[Page extract]
Mango Coffee Cake Recipe: Moist Mango Streusel Cake Tutorial

This Mango Coffee Cake is tender and moist, studded with sweet fresh mango and finished with a crackly cinnamon-sugar topping. It’s perfect alongside a cup of coffee or tea.

Enjoy other coffee cake variations such as Blueberry Coffee Cake, Rhubarb Coffee Cake, or a Cinnamon‑Streusel Coffee Cake.

slice of coffee cake with mango pieces

Mango Coffee Cake Recipe

I reach for mangoes as soon as they’re in season. This coffee cake is a simple, delicious way to showcase fresh mango: the batter is enriched with buttermilk for moisture and a hint of tang, and a cinnamon-sugar topping adds a crisp finish. If you prefer, pineapple can be substituted for the mango.

Ingredients Needed

This mango coffee cake is made with fresh mangoes and common pantry staples.
(See the recipe card below for exact measurements.)

  • Flour – Measure by spooning into the cup and leveling for accuracy.
  • Sugar – Granulated sugar for sweetness and to cream with the butter.
  • Baking powder & baking soda – Leavening agents for lift.
  • Nutmeg – A warm, subtle spice.
  • Salt – Enhances the other flavors.

[Your objective]
Echo the passage of the mango coffee cake recipe starting with "This mango coffee cake is made" and going on through "leveling for accuracy.", word for word. The records have no connection to the mango coffee cake recipe.

[Image box annotation records]
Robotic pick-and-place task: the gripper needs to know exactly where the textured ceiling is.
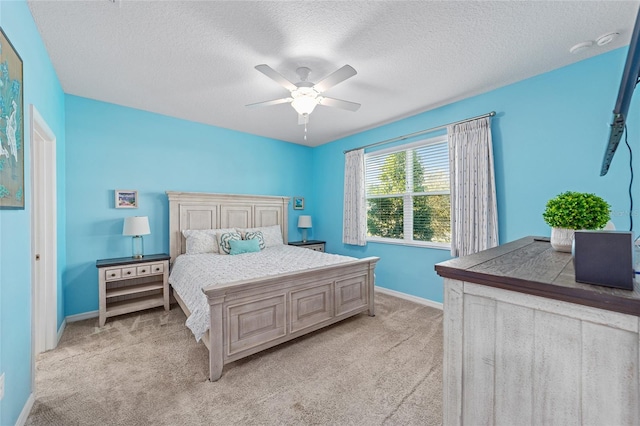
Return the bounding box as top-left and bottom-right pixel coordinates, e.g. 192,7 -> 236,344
28,0 -> 640,146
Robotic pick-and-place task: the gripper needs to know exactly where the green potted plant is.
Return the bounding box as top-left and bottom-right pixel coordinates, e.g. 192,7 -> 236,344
542,191 -> 611,252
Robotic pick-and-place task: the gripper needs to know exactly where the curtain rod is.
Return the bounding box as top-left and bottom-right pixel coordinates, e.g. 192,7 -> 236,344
344,111 -> 496,154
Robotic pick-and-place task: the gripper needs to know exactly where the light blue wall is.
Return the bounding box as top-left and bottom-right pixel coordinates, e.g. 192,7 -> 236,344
0,0 -> 66,425
313,48 -> 640,302
65,95 -> 312,315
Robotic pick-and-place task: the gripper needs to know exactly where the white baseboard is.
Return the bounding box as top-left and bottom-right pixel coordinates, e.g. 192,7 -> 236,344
376,286 -> 442,310
16,392 -> 36,426
64,311 -> 100,322
56,318 -> 67,346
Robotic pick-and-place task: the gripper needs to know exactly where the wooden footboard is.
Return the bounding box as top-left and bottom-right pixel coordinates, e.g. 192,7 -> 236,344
203,257 -> 378,381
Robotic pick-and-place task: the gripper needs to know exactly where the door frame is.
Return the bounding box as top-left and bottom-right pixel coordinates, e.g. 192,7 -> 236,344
30,104 -> 58,360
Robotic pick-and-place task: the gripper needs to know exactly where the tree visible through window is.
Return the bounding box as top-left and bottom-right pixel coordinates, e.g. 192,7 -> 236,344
365,137 -> 451,243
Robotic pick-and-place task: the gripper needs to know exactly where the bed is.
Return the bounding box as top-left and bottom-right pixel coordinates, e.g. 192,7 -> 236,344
167,191 -> 378,381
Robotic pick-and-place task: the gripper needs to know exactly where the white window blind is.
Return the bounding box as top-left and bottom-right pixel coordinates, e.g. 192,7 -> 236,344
365,136 -> 451,244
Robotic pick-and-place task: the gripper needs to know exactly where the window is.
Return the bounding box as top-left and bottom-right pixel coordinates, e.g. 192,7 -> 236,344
365,136 -> 451,247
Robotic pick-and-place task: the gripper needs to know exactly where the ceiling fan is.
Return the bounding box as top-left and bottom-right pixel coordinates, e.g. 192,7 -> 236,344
247,64 -> 360,126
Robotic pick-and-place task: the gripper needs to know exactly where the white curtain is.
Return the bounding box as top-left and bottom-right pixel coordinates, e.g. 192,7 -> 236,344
342,149 -> 367,246
447,118 -> 498,256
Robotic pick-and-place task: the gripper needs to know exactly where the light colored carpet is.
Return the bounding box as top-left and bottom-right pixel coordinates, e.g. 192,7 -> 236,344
27,293 -> 442,426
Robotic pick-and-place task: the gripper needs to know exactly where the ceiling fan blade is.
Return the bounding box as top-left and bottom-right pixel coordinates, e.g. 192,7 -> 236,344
313,65 -> 358,93
255,64 -> 298,92
298,114 -> 309,125
246,98 -> 293,108
320,96 -> 360,112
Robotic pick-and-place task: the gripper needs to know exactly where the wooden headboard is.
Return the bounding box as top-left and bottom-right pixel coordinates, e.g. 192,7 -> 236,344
167,191 -> 289,263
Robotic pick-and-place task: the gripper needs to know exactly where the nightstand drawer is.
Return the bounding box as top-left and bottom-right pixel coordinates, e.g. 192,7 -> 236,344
151,263 -> 164,274
104,268 -> 122,281
136,265 -> 151,276
122,267 -> 136,278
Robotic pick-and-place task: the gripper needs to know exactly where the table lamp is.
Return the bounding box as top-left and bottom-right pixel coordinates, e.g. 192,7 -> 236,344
122,216 -> 151,259
298,215 -> 311,243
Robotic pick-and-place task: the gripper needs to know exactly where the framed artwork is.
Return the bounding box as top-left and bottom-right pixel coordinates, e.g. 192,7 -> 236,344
0,28 -> 25,209
115,189 -> 138,209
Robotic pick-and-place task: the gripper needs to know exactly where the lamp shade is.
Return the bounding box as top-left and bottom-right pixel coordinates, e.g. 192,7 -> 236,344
298,215 -> 311,228
122,216 -> 151,236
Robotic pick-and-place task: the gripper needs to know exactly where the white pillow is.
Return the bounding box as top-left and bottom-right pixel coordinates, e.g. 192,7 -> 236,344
182,229 -> 218,254
238,225 -> 284,247
216,229 -> 242,254
182,228 -> 235,254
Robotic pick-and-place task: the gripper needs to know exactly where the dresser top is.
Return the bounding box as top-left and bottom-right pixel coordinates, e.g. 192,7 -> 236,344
435,237 -> 640,316
96,253 -> 171,268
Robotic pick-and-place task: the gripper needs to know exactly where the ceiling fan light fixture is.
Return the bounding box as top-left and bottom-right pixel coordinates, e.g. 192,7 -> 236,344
291,95 -> 320,115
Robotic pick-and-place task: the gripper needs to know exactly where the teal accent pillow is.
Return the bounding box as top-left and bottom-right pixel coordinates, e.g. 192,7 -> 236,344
229,238 -> 260,254
243,231 -> 266,250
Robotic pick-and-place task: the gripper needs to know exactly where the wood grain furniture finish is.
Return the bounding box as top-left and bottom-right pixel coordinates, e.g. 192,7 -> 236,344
289,240 -> 326,252
96,254 -> 169,327
167,191 -> 378,381
436,237 -> 640,425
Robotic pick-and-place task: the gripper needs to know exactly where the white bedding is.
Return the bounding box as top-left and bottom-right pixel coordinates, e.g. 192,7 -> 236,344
169,245 -> 356,341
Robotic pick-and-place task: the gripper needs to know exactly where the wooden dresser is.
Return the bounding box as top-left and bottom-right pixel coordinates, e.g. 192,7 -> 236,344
435,237 -> 640,426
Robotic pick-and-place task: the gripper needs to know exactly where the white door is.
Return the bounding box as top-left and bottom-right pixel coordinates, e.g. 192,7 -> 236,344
31,105 -> 58,356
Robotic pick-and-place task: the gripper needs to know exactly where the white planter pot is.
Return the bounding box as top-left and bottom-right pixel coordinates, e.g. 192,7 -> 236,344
551,228 -> 575,253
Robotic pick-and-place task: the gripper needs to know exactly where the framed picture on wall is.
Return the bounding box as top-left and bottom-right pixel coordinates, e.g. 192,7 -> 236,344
0,28 -> 25,209
115,189 -> 138,209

[Finished task]
This mango coffee cake is made with fresh mangoes and common pantry staples.
(See the recipe card below for exact measurements.)

  • Flour – Measure by spooning into the cup and leveling for accuracy.